● **SHORT PROBLEM**
Reproduce the material starting at the line that contains "Give the outline of every instance of the lead" and ending at the end of the material, with "lead rope" changed to "leash" and nothing else altered.

————

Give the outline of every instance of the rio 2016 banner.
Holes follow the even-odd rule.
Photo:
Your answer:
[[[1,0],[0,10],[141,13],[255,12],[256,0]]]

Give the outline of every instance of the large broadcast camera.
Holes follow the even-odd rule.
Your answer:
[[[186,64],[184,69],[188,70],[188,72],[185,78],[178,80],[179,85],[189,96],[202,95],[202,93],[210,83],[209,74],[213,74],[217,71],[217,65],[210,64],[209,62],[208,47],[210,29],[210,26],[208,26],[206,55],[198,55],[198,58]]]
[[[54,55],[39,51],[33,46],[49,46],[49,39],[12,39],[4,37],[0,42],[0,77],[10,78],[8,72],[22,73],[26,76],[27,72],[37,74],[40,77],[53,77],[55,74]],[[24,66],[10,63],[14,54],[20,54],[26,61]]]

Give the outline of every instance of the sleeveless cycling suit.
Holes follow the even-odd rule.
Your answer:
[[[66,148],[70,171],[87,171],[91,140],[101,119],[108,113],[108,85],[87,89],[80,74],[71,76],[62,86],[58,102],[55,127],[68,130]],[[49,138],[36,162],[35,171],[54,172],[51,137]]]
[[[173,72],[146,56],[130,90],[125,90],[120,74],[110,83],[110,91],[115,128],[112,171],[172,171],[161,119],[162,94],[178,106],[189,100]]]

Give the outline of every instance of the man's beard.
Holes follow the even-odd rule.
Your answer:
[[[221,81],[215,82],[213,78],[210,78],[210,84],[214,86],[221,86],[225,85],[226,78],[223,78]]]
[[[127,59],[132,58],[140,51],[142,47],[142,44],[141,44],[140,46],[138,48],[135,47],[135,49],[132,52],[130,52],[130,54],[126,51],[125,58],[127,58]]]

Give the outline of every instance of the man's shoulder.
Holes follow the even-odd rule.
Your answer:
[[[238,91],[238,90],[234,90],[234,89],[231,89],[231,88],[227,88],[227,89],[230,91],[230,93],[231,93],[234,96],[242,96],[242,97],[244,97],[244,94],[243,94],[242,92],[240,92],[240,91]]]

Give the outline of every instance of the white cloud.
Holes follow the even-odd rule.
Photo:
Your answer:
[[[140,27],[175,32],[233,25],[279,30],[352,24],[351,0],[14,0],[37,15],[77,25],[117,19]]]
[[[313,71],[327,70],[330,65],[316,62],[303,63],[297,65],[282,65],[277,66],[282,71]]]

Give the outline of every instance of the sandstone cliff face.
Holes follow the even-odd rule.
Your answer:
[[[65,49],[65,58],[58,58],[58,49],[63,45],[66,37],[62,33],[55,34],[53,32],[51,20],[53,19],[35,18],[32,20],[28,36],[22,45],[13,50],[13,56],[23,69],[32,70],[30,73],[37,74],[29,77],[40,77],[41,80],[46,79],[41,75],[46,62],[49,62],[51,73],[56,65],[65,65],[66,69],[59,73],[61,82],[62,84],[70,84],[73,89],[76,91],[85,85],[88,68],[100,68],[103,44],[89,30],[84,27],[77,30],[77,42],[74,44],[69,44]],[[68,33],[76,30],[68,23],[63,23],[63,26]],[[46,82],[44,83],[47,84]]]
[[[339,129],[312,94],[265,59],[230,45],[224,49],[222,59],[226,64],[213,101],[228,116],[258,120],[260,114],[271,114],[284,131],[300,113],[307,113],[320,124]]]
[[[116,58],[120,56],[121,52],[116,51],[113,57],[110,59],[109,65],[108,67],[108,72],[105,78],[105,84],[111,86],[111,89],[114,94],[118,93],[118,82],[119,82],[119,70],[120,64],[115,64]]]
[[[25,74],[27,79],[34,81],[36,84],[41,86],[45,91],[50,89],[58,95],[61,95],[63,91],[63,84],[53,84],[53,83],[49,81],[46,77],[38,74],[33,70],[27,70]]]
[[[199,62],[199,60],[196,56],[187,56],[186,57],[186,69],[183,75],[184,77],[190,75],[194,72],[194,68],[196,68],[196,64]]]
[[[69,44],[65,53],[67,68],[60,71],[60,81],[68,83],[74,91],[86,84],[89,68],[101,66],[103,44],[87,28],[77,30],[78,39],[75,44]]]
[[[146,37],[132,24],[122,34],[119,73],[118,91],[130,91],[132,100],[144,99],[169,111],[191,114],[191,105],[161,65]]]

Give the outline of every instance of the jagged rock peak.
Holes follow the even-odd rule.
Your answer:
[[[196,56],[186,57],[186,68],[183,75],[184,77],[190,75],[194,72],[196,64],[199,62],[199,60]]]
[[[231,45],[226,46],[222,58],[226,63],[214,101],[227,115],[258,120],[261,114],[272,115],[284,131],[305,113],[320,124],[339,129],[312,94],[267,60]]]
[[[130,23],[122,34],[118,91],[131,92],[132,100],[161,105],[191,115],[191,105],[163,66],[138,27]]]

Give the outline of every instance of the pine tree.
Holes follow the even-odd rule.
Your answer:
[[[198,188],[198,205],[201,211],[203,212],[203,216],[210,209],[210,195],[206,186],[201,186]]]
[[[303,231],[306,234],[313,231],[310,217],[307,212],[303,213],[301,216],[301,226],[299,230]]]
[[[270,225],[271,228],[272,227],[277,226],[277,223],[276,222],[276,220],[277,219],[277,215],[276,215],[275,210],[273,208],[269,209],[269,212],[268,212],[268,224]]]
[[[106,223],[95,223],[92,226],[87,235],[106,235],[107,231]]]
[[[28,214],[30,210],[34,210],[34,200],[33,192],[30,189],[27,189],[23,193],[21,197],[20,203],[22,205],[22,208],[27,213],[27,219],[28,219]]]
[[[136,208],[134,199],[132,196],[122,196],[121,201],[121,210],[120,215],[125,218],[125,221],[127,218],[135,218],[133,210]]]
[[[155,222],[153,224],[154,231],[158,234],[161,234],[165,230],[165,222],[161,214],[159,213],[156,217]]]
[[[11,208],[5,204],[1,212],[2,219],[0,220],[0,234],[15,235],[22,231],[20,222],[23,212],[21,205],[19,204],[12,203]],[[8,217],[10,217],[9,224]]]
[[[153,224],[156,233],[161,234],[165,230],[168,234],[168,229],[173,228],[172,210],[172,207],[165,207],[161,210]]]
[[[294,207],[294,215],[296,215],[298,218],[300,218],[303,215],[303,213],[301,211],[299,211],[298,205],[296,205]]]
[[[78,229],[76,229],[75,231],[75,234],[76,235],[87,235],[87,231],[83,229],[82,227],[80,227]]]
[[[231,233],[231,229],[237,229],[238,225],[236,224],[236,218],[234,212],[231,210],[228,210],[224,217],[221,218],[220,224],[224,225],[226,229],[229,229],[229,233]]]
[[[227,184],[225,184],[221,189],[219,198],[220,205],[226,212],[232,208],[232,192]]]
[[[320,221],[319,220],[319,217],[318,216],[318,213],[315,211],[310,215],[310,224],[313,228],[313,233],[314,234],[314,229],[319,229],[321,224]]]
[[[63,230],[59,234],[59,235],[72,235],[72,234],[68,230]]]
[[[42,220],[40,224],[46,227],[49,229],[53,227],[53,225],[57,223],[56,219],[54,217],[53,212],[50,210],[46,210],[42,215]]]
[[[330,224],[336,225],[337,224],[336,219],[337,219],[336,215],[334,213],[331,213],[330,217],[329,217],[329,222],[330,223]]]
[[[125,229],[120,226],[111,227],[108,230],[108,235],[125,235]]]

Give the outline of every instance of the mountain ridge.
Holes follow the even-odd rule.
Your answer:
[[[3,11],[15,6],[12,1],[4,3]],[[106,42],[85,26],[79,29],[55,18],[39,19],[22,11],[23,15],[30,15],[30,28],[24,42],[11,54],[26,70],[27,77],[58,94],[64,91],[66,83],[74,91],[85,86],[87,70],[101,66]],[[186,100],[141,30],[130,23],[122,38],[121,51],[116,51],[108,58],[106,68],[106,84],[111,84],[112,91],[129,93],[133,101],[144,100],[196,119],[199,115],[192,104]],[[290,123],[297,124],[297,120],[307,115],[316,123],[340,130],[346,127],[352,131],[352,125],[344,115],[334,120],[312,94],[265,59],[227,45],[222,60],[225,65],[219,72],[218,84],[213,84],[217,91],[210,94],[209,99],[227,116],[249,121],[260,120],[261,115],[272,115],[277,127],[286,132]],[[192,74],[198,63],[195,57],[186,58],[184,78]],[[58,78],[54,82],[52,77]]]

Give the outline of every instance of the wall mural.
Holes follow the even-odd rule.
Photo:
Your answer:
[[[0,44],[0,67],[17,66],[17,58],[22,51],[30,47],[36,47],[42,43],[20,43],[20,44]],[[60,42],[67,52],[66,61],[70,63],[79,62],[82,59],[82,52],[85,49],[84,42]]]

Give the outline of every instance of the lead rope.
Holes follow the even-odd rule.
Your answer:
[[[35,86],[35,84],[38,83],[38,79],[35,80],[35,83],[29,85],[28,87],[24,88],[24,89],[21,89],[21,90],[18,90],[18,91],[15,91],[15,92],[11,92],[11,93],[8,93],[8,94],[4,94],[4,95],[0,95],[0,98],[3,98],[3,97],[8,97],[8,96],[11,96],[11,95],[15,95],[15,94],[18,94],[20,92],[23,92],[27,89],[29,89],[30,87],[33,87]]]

————

● **FINISHED ANSWER**
Give the outline of every instance of the leash.
Holes follow the even-odd rule.
Your answer:
[[[35,86],[35,84],[38,83],[38,79],[35,80],[35,83],[29,85],[28,87],[24,88],[24,89],[21,89],[21,90],[18,90],[18,91],[15,91],[15,92],[11,92],[11,93],[8,93],[8,94],[4,94],[4,95],[0,95],[0,98],[3,98],[3,97],[8,97],[8,96],[11,96],[11,95],[15,95],[15,94],[18,94],[20,92],[23,92],[27,89],[29,89],[30,87],[33,87]]]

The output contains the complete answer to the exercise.